* START Provided entries *
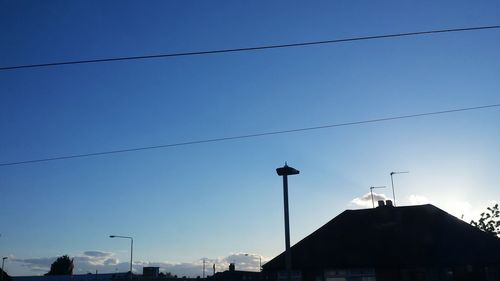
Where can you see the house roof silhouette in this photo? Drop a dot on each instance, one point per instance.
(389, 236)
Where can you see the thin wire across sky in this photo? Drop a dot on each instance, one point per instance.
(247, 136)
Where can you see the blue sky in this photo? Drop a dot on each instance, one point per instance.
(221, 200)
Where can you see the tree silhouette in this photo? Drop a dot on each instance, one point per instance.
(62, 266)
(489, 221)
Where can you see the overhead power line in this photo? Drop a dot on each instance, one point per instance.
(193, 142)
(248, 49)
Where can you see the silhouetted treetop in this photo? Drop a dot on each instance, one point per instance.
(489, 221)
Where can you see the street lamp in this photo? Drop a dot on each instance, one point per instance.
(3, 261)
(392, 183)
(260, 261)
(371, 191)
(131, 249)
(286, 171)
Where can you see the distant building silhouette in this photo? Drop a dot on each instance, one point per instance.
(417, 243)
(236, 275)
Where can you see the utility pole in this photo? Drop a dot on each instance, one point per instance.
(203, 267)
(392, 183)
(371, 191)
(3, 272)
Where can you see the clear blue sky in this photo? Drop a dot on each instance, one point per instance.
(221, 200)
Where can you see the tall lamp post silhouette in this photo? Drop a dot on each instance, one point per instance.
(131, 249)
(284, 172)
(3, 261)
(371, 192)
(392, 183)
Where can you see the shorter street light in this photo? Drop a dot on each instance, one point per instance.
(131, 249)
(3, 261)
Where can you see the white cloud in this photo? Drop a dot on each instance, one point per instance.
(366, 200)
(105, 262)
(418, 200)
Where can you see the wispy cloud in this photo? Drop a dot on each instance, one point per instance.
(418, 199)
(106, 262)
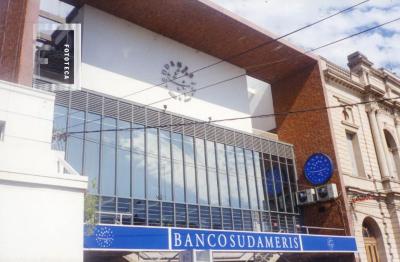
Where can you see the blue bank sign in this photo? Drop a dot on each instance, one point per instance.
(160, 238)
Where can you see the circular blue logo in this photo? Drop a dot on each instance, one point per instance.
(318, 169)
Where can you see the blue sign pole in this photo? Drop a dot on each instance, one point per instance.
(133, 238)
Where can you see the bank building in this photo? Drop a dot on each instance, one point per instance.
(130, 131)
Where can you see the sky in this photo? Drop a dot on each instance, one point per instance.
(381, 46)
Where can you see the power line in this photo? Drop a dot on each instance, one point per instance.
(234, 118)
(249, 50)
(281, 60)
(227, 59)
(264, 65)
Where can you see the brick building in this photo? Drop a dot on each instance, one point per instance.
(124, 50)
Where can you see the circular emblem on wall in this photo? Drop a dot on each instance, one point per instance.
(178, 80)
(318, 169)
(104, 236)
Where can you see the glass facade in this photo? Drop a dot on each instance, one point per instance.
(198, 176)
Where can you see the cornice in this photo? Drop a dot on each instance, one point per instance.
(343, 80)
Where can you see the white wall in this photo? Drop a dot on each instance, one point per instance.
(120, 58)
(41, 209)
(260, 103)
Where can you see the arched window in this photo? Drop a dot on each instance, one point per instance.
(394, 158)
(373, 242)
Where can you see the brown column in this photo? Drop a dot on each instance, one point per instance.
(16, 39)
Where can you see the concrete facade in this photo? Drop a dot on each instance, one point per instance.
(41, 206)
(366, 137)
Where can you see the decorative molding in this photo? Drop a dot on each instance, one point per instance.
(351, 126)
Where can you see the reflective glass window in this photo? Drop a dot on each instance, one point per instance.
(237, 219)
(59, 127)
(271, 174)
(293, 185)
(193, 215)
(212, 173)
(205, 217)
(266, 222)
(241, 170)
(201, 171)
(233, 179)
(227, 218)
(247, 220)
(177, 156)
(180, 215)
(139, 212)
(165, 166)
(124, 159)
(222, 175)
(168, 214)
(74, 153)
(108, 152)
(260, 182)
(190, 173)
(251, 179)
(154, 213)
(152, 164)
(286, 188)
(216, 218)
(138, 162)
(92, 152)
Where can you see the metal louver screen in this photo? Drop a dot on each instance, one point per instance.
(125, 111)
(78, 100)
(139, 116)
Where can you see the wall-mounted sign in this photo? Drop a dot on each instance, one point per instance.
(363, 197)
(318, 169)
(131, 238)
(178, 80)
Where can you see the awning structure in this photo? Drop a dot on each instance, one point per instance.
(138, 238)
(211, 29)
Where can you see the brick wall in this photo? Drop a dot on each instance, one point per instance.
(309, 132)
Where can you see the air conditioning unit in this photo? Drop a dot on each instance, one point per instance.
* END Provided entries *
* START Provided entries *
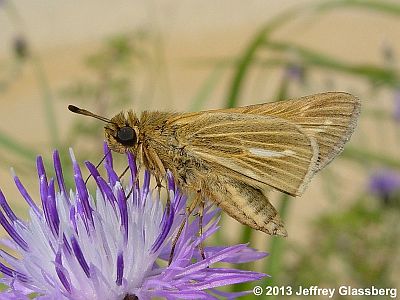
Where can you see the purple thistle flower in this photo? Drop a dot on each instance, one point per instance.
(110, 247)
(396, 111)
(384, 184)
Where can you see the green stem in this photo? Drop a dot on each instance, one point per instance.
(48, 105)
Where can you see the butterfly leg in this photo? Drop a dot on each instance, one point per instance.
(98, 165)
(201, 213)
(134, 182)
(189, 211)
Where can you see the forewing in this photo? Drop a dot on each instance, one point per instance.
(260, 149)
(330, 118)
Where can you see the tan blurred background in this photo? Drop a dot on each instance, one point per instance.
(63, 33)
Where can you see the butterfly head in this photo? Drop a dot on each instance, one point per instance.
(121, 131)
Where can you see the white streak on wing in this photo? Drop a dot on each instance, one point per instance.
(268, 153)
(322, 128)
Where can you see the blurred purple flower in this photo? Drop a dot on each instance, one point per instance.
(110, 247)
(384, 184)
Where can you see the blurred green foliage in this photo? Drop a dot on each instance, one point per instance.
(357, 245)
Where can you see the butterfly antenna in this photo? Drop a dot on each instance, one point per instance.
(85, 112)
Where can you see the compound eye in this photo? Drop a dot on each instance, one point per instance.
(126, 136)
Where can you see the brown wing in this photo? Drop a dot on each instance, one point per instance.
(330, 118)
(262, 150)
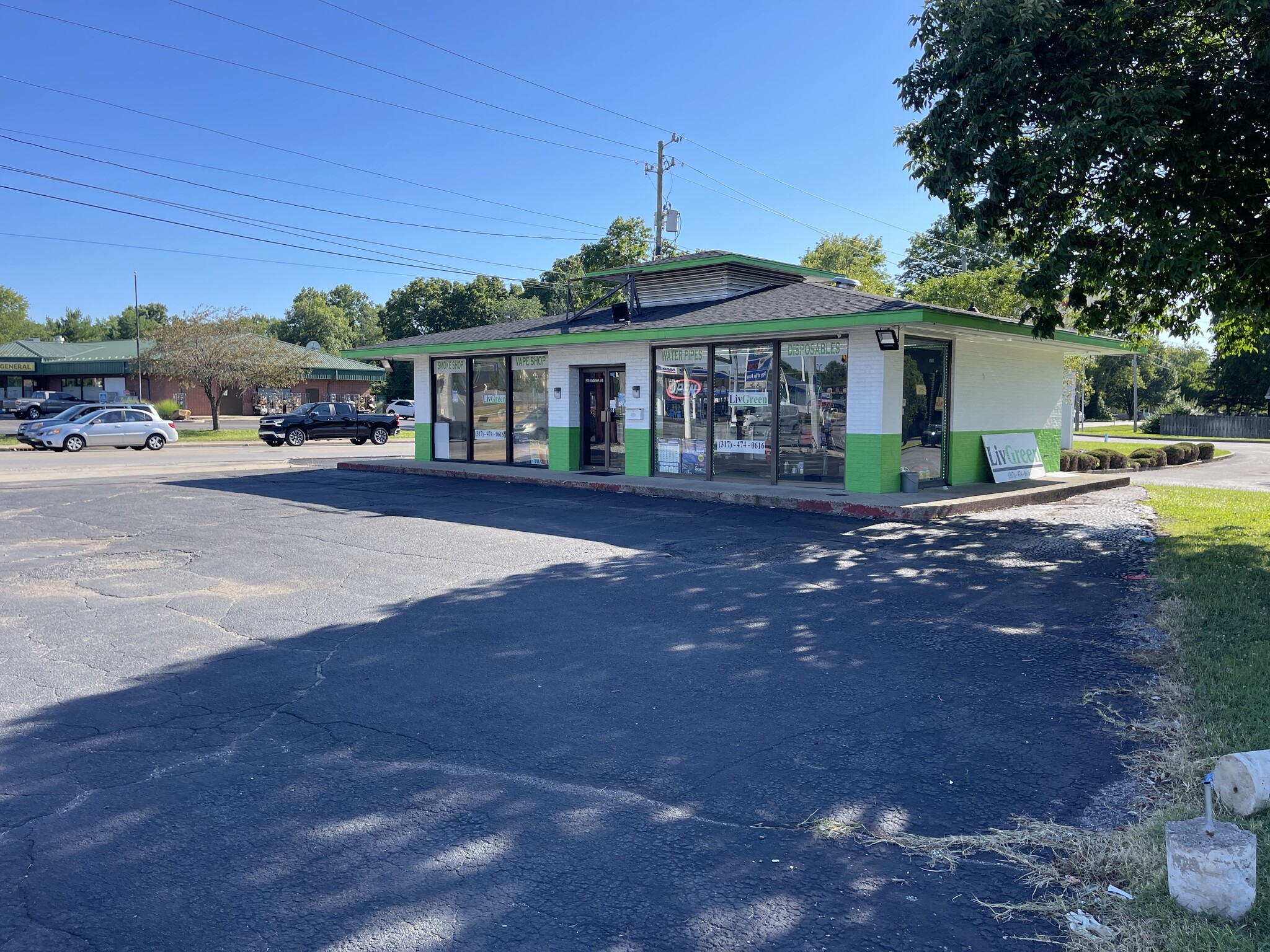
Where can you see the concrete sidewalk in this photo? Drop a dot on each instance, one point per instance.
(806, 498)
* END Provided entries *
◆ Exercise prompt: Gather every line of the listing above that contains the word "flower".

◆ Finished task:
Where can you see the purple thistle flower in this photo? Drop a dot on each instance, one point per instance.
Where can you see the blurred purple flower in this photo? Drop a dot on each instance, one point per instance.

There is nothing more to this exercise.